• **WRITTEN PROBLEM**
Please retype every row below word for word, changing nothing.
(begin)
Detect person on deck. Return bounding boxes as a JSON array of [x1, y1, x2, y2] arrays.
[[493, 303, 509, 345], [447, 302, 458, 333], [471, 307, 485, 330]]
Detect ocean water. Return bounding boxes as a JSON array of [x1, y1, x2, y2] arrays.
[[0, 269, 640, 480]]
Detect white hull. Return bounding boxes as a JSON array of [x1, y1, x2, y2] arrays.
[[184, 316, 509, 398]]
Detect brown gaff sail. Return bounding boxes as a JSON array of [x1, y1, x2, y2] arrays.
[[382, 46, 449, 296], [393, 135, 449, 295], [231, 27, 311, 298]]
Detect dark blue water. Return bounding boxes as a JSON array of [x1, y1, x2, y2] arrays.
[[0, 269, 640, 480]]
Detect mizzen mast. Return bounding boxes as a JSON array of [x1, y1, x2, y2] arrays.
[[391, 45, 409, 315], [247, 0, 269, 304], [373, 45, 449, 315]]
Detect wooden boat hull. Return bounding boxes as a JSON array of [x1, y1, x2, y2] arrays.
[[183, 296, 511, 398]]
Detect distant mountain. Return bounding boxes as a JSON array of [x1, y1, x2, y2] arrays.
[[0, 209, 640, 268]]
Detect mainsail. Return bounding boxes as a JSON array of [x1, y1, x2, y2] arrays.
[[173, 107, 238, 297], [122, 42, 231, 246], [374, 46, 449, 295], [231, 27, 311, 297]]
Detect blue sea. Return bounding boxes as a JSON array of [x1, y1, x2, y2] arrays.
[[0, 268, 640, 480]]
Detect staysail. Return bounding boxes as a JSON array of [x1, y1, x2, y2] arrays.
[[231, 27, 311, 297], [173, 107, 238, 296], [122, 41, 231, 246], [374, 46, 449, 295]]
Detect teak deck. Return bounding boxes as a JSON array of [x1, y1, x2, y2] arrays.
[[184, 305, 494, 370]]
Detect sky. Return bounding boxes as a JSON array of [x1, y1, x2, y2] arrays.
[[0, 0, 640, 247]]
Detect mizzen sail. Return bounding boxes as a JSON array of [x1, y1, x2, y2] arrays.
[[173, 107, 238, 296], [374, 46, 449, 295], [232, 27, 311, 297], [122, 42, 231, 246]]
(end)
• **ANSWER FOR THE TASK**
Detect person on deck. Return bounding boxes as a JSON array of [x1, y1, x2, y2] arrays.
[[493, 303, 509, 345], [447, 302, 458, 333], [471, 307, 485, 330]]
Detect ocean water. Return bounding boxes as a JSON array of [x1, y1, x2, y2] arrays.
[[0, 269, 640, 480]]
Detect white hull. Return bounding boxes as a JSON array of [x1, y1, x2, y2] arrays.
[[184, 316, 509, 398]]
Detect brown gaff sail. Return bounding boxes as a JSON array of [x1, y1, x2, y2] arrays.
[[382, 46, 449, 296], [393, 135, 449, 295], [231, 27, 311, 298]]
Detect dark blue water. Return bounding boxes as a JSON array of [x1, y1, x2, y2] arrays.
[[0, 269, 640, 480]]
Detect mizzen mast. Return bounding boxes as a JSON array of [x1, y1, x2, y2] arrays.
[[391, 45, 409, 315], [247, 0, 269, 304], [373, 45, 449, 315]]
Detect wooden boat hull. Return bounding boxes as a JSON array of [x1, y1, x2, y2] arrays.
[[183, 296, 511, 398]]
Detect distant mountain. Return bounding boxes as a JSON array of [x1, y1, x2, y2] arrays.
[[0, 209, 640, 268]]
Detect mainsail. Return bounding boxes as a JSON array of [x1, y1, x2, y2] arrays.
[[173, 107, 238, 297], [122, 42, 231, 246], [374, 46, 449, 295], [231, 27, 311, 297]]
Detect blue sea. Return bounding boxes as a JSON array of [x1, y1, x2, y2] arrays.
[[0, 268, 640, 480]]
Detect staysail. Return bounding boxes as a JSON array of [x1, y1, x2, y2] arrays.
[[231, 27, 311, 297], [173, 107, 238, 296], [122, 41, 231, 246], [374, 46, 449, 295]]
Detect teak deck. Return bounding boxes as a JSON array of [x1, y1, x2, y2] arrays.
[[184, 305, 494, 370]]
Detect sky. Return bounding boxes as a JSON array of [x1, y1, x2, y2] arrays.
[[0, 0, 640, 247]]
Detect mizzen sail. Return bounding boxes as a JSON array of [x1, y1, x2, y2] arrays.
[[173, 107, 238, 296], [374, 46, 449, 295], [232, 27, 311, 297], [122, 42, 231, 246]]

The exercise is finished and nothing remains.